→ **Location annotation dataset excerpts**
::::::

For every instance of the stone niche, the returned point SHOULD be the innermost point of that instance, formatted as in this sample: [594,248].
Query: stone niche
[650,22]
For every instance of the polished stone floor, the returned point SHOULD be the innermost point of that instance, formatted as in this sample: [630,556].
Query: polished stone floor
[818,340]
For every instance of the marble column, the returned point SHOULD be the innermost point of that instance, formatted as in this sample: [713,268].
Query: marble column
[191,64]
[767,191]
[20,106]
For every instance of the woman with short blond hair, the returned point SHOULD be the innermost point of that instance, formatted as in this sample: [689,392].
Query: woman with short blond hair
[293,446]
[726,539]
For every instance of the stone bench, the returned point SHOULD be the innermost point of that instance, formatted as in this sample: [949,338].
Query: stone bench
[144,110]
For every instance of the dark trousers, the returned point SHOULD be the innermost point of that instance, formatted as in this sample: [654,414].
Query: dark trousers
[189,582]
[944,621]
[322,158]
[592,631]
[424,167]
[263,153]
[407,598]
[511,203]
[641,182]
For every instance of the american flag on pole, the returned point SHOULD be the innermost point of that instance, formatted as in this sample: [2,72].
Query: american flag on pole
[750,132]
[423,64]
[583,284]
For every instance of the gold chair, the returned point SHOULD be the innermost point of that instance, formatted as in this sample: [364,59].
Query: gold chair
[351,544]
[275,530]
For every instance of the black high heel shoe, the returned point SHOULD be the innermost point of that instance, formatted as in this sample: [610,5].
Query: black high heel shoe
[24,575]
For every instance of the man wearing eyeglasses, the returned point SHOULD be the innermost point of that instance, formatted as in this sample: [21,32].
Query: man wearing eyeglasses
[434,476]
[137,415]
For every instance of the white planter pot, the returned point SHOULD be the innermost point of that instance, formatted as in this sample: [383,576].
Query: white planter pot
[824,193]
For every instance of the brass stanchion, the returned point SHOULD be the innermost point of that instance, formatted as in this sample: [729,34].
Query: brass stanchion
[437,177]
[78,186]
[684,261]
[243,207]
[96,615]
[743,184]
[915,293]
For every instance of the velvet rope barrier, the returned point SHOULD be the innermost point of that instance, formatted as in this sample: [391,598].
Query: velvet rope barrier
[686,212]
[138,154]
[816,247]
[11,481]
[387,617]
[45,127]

::::::

→ **Task**
Can you arrange the rows above as a numbered list and leave out any blank lines?

→ **Answer for this exercise**
1. For every instance of the stone niche, the returned point SHOULD be the innermost point of that instance, formatted as in this sample: [594,248].
2. Query: stone niche
3. [650,22]
4. For every instance of the polished stone floor, the returned point SHOULD be the innermost point of that instance, formatted as in this sample: [630,556].
5. Query: polished stone floor
6. [818,340]
7. For every instance of the marble column, the returned point SHOULD be the innermost point of that instance, formatted as in this sample: [713,268].
8. Query: marble column
9. [191,64]
10. [767,191]
11. [20,106]
12. For every instance of the woman with short blond hair, the returned point SHOULD be the innermost point of that instance, formatted as in this sample: [689,392].
13. Query: woman with short blond hair
14. [293,446]
15. [726,539]
16. For every instance of the stone bench, the returned point SHOULD be the innermost point of that instance, formatted as in this sample: [949,338].
17. Query: stone bench
18. [144,110]
19. For every instance of the dark trousers, the returned point SHOULD be the innermost point of that instance, formatted as in this sample: [654,414].
20. Query: dark trousers
21. [189,582]
22. [944,621]
23. [322,158]
24. [592,631]
25. [424,167]
26. [263,153]
27. [407,598]
28. [511,203]
29. [641,182]
30. For every instance of the american flag on pole, the returned point SHOULD be the innermost point of that instance, formatted as in this sample: [2,72].
31. Query: american flag on pole
32. [750,132]
33. [423,64]
34. [583,284]
35. For every instance of the gold chair, the returned point SHOULD be the innermost point of that instance, formatted as in this sample: [364,59].
36. Query: gold chair
37. [351,544]
38. [275,530]
39. For every instance of the black high heel shoe, the returned point SHOULD be the innermost point of that instance, formatted as in this sample: [610,5].
40. Query: black high heel shoe
41. [24,575]
42. For every instance of the man wearing eyeglasses, the returned point SHOULD be the innermost point of that instance, formatted as in this sample: [21,32].
43. Query: man wearing eyeglasses
44. [434,476]
45. [137,415]
46. For every instance of the white planter pot, the returned point SHOULD be the innermost point of that instance, formatted as in this sample: [383,576].
47. Query: white planter pot
48. [824,193]
49. For every instance of the brass stanchion, the returned point SHOULD be the innermost point of that instance, formatted as in this sample: [729,34].
50. Query: brass stanchion
51. [437,177]
52. [78,186]
53. [684,261]
54. [243,207]
55. [96,615]
56. [743,184]
57. [915,293]
58. For every instance of the velvet rope barrier, the returned point SHOULD be the innermost point of that instance, formatted as in this sample: [391,598].
59. Query: velvet rope barrier
60. [686,212]
61. [138,154]
62. [816,247]
63. [11,481]
64. [387,617]
65. [45,127]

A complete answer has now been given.